» **Collected data entries**:
::::
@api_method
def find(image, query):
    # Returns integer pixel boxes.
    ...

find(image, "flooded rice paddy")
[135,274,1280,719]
::::
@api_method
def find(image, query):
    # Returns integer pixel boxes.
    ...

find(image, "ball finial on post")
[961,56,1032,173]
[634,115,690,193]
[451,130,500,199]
::::
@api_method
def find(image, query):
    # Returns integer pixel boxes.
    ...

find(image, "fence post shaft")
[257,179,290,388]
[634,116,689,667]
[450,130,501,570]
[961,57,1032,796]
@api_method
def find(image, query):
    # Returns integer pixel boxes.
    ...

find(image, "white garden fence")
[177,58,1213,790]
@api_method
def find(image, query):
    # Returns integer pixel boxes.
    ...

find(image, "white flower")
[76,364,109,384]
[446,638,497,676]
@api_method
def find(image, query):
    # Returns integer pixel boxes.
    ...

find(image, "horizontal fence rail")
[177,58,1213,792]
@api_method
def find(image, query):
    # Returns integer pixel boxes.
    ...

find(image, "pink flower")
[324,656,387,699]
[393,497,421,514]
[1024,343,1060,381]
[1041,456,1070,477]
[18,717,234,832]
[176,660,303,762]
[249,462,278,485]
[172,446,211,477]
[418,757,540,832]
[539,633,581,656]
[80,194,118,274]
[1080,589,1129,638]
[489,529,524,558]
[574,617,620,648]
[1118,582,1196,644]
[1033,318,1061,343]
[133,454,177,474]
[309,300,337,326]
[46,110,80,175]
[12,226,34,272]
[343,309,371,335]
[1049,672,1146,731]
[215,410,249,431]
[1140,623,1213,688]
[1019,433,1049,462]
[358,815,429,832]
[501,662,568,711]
::::
» **Exercise details**: Count the lines in the records that contain the word "flower", treating uppercase and lowercase as different. Give only the number.

» **The response**: 2